## PROVIDED RECORDS
----

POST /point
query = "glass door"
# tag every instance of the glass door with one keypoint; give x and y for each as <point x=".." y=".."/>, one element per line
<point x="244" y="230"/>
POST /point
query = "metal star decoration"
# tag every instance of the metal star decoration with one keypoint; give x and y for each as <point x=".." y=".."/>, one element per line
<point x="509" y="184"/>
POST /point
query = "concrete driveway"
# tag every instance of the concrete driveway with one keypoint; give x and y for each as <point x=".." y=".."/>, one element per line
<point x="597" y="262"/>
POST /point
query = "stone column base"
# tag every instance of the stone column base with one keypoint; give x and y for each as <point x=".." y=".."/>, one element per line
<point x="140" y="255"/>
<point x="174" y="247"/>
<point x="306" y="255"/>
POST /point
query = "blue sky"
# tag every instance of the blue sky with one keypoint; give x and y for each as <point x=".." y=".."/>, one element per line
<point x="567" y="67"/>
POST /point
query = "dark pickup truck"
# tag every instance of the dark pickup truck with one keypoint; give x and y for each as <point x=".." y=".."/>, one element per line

----

## EXERCISE GOAL
Search the entries for the string "query". Copy every line that has it.

## TASK RESULT
query = "glass door"
query = "metal star decoration"
query = "concrete driveway"
query = "stone column base"
query = "blue sky"
query = "dark pickup truck"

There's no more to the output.